— DESCRIPTION OF THE TASK —
The full set of records needs to be retyped exactly.

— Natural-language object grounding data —
○ ○ ○ ○ ○ ○ ○
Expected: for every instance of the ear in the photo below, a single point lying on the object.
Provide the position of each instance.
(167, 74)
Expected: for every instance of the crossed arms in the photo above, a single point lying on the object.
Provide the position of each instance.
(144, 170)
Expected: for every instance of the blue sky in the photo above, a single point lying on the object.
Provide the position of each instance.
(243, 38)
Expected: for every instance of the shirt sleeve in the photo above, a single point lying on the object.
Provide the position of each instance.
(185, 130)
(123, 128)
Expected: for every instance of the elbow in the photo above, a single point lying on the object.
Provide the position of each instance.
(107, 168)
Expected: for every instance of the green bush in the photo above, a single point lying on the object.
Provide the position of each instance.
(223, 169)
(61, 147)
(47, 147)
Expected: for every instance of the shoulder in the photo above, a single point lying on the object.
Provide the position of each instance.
○ ○ ○ ○ ○ ○ ○
— EXERCISE SOLUTION —
Expected: for every instance of the ear in the photo below, a single point lying on the object.
Provide the position of each instance.
(167, 74)
Expected: for every instance of the crossed arms in the photo above, a single point lying on the object.
Provide the position of each instance.
(144, 170)
Expected: for every instance of the blue sky in the photo above, a single point lying on the object.
Provide the position of each instance.
(243, 38)
Expected: for every instance of the shirt sleeve in the photo above, a single point lying on the object.
Provide the position of each instance.
(185, 130)
(123, 128)
Expected: for every instance of the elbow in the photo above, a single point lying on the object.
Provide the position of each instance.
(107, 168)
Expected: for every instance of the green bush in the photo above, a single point lying on the object.
Provide the position of each instance.
(223, 169)
(61, 147)
(47, 147)
Expected: for every instance of the shoulder in the photo above, a single point lying on the object.
Provide the position of each instance.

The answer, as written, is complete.